# Provided passage
In the late 1960s and early 1970s, Labour and Conservative governments secretly expelled the entire population of the Chagos islands, a British crown colony in the Indian Ocean, so that the main island, Diego Garcia, could be "leased" to the US for a military base. This base is now so vast that it supports 30 ships, including nuclear-armed aircraft carriers, a satellite spy station and two of the world's longest runways, from which B-52 and Stealth bombers have attacked Afghanistan and Iraq.

What happened to the Chagos islanders is a metaphor for the behaviour of "our" governments beyond the protective screen erected by much of Western journalism and scholarship. Nearly 2000 people trace their families back to ancestors who first lived on the islands in the 18th century; they came originally from Africa and India and developed a unique Creole civilisation with thriving villages, a school, a hospital, a railway, docks, a copra plantation.

In 1964, a joint Anglo-American team surveyed the islands for a base that would be the Pentagon's "platform" in the Indian Ocean. Foreign Office cables emphasised the need for secrecy, worrying about the "damaging publicity" should the plan become public. Documents found recently show that, at a meeting between foreign secretary Michael Stewart and secretary of state Dean Rusk in 1966, a conspiracy was approved by the two governments whereby the deportation of the islanders would be concealed both from parliament and the US Congress. No payment was recorded for the "lease" of the islands; instead, the Royal Navy was given a US$14 million discount on a US Polaris nuclear missile.

# Questions on the material
**1)** In the stretch of the Chagos passage from "What happened to" through "a copra plantation.", replace "villages" with "settlements" and write out the revised stretch.
**2)** According to the Chagos passage, what did the Royal Navy receive instead of a recorded payment for the "lease" of the islands?
Answer from the Chagos passage alone.

# Record set
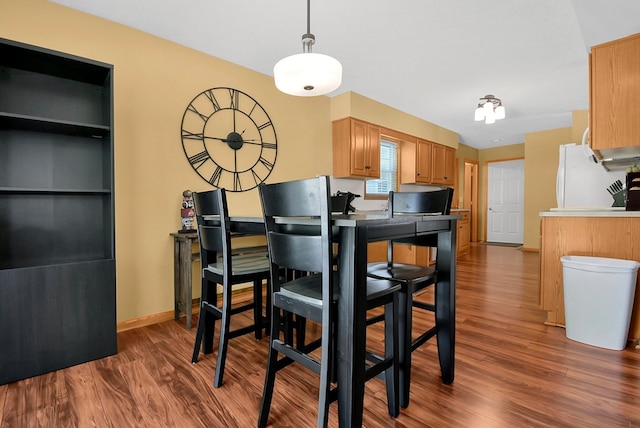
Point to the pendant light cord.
(308, 16)
(308, 39)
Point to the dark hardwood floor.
(511, 371)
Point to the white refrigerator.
(581, 182)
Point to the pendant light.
(307, 74)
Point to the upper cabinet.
(615, 94)
(356, 149)
(443, 165)
(425, 162)
(416, 161)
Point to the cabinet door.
(615, 94)
(373, 149)
(463, 239)
(359, 148)
(364, 150)
(423, 161)
(443, 164)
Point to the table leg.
(351, 320)
(445, 302)
(177, 290)
(185, 271)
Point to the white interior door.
(505, 210)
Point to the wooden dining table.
(356, 231)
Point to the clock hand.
(224, 140)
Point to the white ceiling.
(430, 58)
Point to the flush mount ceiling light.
(307, 74)
(490, 109)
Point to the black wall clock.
(229, 139)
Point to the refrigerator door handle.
(560, 179)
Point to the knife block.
(632, 202)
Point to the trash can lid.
(600, 264)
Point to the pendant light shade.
(307, 74)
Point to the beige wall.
(154, 82)
(463, 153)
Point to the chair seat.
(243, 264)
(401, 272)
(308, 289)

# Per-task answers
**1)**
What happened to the Chagos islanders is a metaphor for the behaviour of "our" governments beyond the protective screen erected by much of Western journalism and scholarship. Nearly 2000 people trace their families back to ancestors who first lived on the islands in the 18th century; they came originally from Africa and India and developed a unique Creole civilisation with thriving settlements, a school, a hospital, a railway, docks, a copra plantation.

**2)** A US$14 million discount on a US Polaris nuclear missile.